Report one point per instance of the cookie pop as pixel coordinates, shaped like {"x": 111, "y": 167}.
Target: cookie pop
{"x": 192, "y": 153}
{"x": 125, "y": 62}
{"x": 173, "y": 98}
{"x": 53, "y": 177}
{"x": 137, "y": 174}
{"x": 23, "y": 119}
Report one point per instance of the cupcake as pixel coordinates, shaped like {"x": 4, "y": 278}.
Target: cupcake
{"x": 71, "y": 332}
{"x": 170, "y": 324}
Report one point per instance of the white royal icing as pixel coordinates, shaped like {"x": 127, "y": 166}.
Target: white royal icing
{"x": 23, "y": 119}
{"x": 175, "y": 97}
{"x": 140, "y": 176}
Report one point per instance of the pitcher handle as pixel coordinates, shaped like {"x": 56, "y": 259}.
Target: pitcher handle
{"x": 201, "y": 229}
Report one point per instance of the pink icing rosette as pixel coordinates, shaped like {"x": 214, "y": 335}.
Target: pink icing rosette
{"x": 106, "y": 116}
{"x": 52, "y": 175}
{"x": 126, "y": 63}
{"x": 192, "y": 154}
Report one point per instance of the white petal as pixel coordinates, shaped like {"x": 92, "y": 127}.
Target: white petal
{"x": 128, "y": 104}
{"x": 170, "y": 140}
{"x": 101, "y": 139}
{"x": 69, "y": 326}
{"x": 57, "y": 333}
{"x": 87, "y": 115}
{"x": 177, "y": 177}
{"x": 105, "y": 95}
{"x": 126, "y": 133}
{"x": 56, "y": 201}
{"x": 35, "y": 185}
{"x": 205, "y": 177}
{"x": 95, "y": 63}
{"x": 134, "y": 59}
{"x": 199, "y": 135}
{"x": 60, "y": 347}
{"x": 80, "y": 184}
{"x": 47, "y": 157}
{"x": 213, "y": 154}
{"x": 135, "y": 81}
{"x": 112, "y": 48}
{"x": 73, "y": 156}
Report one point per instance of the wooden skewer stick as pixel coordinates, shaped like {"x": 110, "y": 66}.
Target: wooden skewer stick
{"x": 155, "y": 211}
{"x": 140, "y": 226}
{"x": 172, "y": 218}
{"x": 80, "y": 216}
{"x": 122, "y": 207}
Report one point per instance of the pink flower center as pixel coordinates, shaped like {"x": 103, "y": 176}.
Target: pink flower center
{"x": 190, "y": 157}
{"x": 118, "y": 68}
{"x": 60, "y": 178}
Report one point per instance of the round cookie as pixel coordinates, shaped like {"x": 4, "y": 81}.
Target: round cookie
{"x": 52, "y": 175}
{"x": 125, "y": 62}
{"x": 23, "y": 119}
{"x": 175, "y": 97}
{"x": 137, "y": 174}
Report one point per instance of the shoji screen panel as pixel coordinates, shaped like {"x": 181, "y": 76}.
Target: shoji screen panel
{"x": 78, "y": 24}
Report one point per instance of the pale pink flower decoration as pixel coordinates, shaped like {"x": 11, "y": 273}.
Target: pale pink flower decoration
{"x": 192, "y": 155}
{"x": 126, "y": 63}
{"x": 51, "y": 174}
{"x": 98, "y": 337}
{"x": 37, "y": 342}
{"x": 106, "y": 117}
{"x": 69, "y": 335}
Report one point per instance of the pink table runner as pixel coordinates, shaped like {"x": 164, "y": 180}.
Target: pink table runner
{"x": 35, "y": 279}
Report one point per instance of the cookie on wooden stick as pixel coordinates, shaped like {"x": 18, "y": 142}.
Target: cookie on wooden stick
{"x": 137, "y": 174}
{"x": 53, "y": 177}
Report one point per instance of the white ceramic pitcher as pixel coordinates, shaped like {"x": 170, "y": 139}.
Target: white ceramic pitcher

════

Goal of the exercise
Beginning with the line containing "Report one point per instance of the pink icing" and ending with the line containing "Report one point per instance of the white petal", extract those lines exactly from the listing above, and only those.

Result
Report one point per instance of the pink icing rosette as pixel coordinates, shaped like {"x": 214, "y": 335}.
Target: pink icing rosette
{"x": 106, "y": 116}
{"x": 52, "y": 175}
{"x": 126, "y": 63}
{"x": 192, "y": 154}
Report one point per instance of the white petal as pixel coordinates, shaped like {"x": 92, "y": 127}.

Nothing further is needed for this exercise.